_Task requirements_
Output the full listing below exactly.

_Source information_
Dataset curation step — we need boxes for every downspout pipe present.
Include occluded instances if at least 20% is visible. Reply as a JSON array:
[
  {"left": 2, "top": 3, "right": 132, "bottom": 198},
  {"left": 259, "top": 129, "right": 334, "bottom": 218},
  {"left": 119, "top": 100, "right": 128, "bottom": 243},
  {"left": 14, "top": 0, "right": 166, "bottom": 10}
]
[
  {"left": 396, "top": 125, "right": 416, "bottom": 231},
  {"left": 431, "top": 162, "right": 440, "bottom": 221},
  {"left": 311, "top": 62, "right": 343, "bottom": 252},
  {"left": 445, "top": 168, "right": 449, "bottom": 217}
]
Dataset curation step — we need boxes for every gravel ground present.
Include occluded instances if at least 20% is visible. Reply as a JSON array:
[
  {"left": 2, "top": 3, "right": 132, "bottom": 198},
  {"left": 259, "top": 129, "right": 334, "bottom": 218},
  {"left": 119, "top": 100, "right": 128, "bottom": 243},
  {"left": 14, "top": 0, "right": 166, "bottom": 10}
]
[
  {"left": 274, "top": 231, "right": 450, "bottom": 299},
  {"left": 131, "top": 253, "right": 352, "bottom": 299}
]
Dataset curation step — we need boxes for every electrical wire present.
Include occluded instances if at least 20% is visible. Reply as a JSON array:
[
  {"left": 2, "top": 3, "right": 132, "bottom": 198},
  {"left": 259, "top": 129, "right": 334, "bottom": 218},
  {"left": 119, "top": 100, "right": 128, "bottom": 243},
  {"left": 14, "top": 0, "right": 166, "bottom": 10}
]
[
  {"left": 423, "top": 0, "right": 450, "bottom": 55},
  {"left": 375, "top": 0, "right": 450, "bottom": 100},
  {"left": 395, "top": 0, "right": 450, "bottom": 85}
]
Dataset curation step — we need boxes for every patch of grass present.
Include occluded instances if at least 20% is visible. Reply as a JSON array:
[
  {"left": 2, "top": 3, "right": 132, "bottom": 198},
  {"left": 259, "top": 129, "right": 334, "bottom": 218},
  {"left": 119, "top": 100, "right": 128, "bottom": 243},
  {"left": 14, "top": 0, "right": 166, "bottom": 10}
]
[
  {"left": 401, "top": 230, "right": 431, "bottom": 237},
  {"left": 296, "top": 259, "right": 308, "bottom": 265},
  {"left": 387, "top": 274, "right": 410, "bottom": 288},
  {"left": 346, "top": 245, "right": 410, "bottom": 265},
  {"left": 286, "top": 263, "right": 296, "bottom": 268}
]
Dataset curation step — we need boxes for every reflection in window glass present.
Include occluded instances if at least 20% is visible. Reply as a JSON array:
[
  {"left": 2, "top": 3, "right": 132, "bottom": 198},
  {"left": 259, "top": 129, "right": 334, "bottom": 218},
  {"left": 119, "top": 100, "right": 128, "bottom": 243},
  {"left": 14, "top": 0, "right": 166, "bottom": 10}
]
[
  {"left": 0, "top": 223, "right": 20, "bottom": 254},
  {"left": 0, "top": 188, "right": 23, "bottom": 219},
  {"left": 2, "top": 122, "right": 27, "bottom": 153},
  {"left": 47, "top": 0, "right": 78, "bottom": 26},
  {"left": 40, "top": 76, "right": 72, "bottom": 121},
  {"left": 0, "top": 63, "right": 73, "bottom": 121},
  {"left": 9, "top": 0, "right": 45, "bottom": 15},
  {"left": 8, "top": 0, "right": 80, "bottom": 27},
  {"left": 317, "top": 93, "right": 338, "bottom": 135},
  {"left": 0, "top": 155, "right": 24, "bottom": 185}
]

_Answer for the task_
Dataset curation step — we need boxes for every downspout pipe present.
Include occluded instances if at least 20% is visible. Reply as a JSON array:
[
  {"left": 2, "top": 3, "right": 132, "bottom": 198},
  {"left": 259, "top": 129, "right": 334, "bottom": 218},
  {"left": 119, "top": 100, "right": 128, "bottom": 243},
  {"left": 14, "top": 0, "right": 166, "bottom": 10}
]
[
  {"left": 396, "top": 125, "right": 416, "bottom": 231},
  {"left": 431, "top": 162, "right": 440, "bottom": 221},
  {"left": 311, "top": 62, "right": 343, "bottom": 252},
  {"left": 445, "top": 168, "right": 449, "bottom": 217}
]
Dataset curation step — we need boxes for every gravel ground present.
Include occluded instances if at least 20% is visible. Reply as a JSON array:
[
  {"left": 2, "top": 3, "right": 132, "bottom": 198},
  {"left": 259, "top": 129, "right": 334, "bottom": 218},
  {"left": 119, "top": 100, "right": 128, "bottom": 243},
  {"left": 14, "top": 0, "right": 166, "bottom": 10}
]
[
  {"left": 274, "top": 231, "right": 450, "bottom": 299},
  {"left": 131, "top": 253, "right": 352, "bottom": 299}
]
Dataset curation step — we need boxes for every electrical wire present.
Include occluded instances if at least 20% is visible. Reply as a JSON array:
[
  {"left": 2, "top": 3, "right": 132, "bottom": 198},
  {"left": 259, "top": 129, "right": 334, "bottom": 218},
  {"left": 119, "top": 100, "right": 128, "bottom": 243},
  {"left": 14, "top": 0, "right": 166, "bottom": 10}
]
[
  {"left": 423, "top": 0, "right": 450, "bottom": 55},
  {"left": 375, "top": 0, "right": 450, "bottom": 100},
  {"left": 395, "top": 0, "right": 450, "bottom": 85}
]
Dataset curation step — we need boxes for every patch of grass present.
Include occluded instances if at least 20% is visible. Reply as a JSON array:
[
  {"left": 2, "top": 3, "right": 132, "bottom": 198},
  {"left": 259, "top": 129, "right": 334, "bottom": 218},
  {"left": 119, "top": 100, "right": 128, "bottom": 243},
  {"left": 14, "top": 0, "right": 166, "bottom": 10}
]
[
  {"left": 401, "top": 230, "right": 431, "bottom": 237},
  {"left": 296, "top": 259, "right": 308, "bottom": 265},
  {"left": 387, "top": 274, "right": 410, "bottom": 288},
  {"left": 346, "top": 245, "right": 410, "bottom": 265},
  {"left": 286, "top": 263, "right": 296, "bottom": 268}
]
Dataset curation step — we need boxes for every reflection in window glass present.
Include occluded instances if at least 20% is visible. Reply as a JSON array:
[
  {"left": 2, "top": 3, "right": 132, "bottom": 198},
  {"left": 259, "top": 129, "right": 334, "bottom": 218},
  {"left": 119, "top": 100, "right": 128, "bottom": 243},
  {"left": 14, "top": 0, "right": 166, "bottom": 10}
]
[
  {"left": 0, "top": 223, "right": 20, "bottom": 254},
  {"left": 0, "top": 188, "right": 23, "bottom": 219},
  {"left": 2, "top": 122, "right": 27, "bottom": 153},
  {"left": 47, "top": 0, "right": 78, "bottom": 26},
  {"left": 40, "top": 76, "right": 72, "bottom": 121},
  {"left": 0, "top": 63, "right": 73, "bottom": 121},
  {"left": 9, "top": 0, "right": 45, "bottom": 15},
  {"left": 8, "top": 0, "right": 80, "bottom": 27},
  {"left": 317, "top": 93, "right": 338, "bottom": 135},
  {"left": 0, "top": 155, "right": 24, "bottom": 185}
]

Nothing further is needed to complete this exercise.